Los jóvenes de entonces, en nuestra adolescencia, opinábamos que era exagerada aquella situación, y algunos nos convertíamos en transgresores de aquel luto.
 
A medida que salíamos de los años sesenta, íbamos perdiendo el miedo a transgredir aquellas normas.
 
En el año 1968, o tal vez en el 1969, nos reuníamos en Semana Santa en la Sierra, en la Urbanización Entrepinos, perteneciente al precioso pueblo de Las Rozas del Puerto Real. Entre los pinares, con un tocadiscos que funcionaba a pilas, escuchábamos y bailábamos la música de Los Brincos, Diana Ross and the Supremes, y otros grupos de aquella época.

¡A despertarse, señor!

¡

Carlos Bone Riquelme

Despertaba yo cada mañana con el sonido de la radio, y la voz de aquel locutor que nos gritaba, "a despertarse señor…", y era el programa radial más escuchado en Curicó, Talca y Linares por aquellos 1961. Radio Lautaro de Talca con su animador matutino, Alfonso Fernández, y aunque este grito significaba la hora de levantarse para comenzar las labores diarias, era también el aviso de la música que venía acompañada del sonido de una campanada, y las conversaciones que alegraban los monótonos días del invierno pueblerino.

* _TUS TAREAS_:
1/ Resume en pocas líneas el párrafo del texto de estudio que empieza con "En el año 1968", sin dejar fuera sus datos principales.
2/ Según el texto de estudio, ¿quién era el animador matutino de Radio Lautaro de Talca?
3/ Sigue escribiendo el texto de estudio sobre el programa de radio a partir de su última oración.
Este material va aparte del texto de estudio.

* _DATOS DE ORIGEN_:
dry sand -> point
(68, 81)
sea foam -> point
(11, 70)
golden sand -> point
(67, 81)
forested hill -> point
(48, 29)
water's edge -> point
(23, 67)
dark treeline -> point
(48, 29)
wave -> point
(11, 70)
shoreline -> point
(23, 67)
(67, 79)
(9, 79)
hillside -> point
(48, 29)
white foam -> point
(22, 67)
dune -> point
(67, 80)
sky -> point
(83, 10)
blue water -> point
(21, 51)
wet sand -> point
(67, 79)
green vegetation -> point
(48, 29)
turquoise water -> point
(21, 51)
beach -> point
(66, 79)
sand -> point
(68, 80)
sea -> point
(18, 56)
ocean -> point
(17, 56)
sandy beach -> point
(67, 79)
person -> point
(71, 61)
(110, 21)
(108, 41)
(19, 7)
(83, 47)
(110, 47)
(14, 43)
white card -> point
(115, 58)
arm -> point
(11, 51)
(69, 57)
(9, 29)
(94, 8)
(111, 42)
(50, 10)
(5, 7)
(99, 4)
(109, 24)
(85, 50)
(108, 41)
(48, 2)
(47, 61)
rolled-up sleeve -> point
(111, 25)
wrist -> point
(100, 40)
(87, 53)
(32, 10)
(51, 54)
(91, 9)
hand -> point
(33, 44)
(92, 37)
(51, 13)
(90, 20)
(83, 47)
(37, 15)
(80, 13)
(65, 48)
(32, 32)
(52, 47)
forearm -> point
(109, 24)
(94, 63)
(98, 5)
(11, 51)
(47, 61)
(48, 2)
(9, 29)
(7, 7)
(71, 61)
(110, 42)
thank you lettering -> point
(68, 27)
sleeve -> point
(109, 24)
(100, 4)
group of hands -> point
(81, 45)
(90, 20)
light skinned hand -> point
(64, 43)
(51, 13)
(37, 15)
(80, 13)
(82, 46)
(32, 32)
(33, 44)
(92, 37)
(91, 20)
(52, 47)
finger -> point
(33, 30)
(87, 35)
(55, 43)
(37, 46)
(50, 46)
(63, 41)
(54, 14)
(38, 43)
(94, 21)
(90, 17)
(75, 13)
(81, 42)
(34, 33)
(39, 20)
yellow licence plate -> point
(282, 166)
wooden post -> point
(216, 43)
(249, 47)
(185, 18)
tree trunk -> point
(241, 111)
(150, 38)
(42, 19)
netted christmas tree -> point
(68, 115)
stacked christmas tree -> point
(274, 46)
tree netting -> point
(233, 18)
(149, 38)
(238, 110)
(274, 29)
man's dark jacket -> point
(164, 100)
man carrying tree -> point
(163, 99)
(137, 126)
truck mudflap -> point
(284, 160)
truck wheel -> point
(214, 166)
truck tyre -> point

* _RESULTADOS_:
1/ En la Semana Santa de 1968 o 1969, el grupo se reunía en la Sierra, en la Urbanización Entrepinos, que pertenece a Las Rozas del Puerto Real. Entre los pinares, con un tocadiscos a pilas, escuchaban y bailaban canciones de Los Brincos, Diana Ross and the Supremes y otros grupos de la época.

2/ Alfonso Fernández.

3/
Durante mi enfermedad, hepatitis, que contraje debido al excesivo consumo de palta, o aguacate que nos mandaba mi tío de Peumo, y que me postro en mi cama por alrededor de tres meses, me acostumbre a escuchar este programa cada mañana. Entre inyección e inyección, las cuales eran dos o tres cada día lo cual dejo mi trasero inflamado, y por lo cual, mis padres me compraron un “donut” de caucho inflable, evitando así el contacto de aquella delicada parte de mi anatomía, con la áspera sabana, mi único consuelo era la voz y comentarios de aquel animador de esta radio de Talca.

Y así esperaba ansioso el sonido de aquella campanada que anunciaba el inicio diario de este programa. Y como yo lo pedía, al final, toda la familia se hizo adicta a este programa matutino.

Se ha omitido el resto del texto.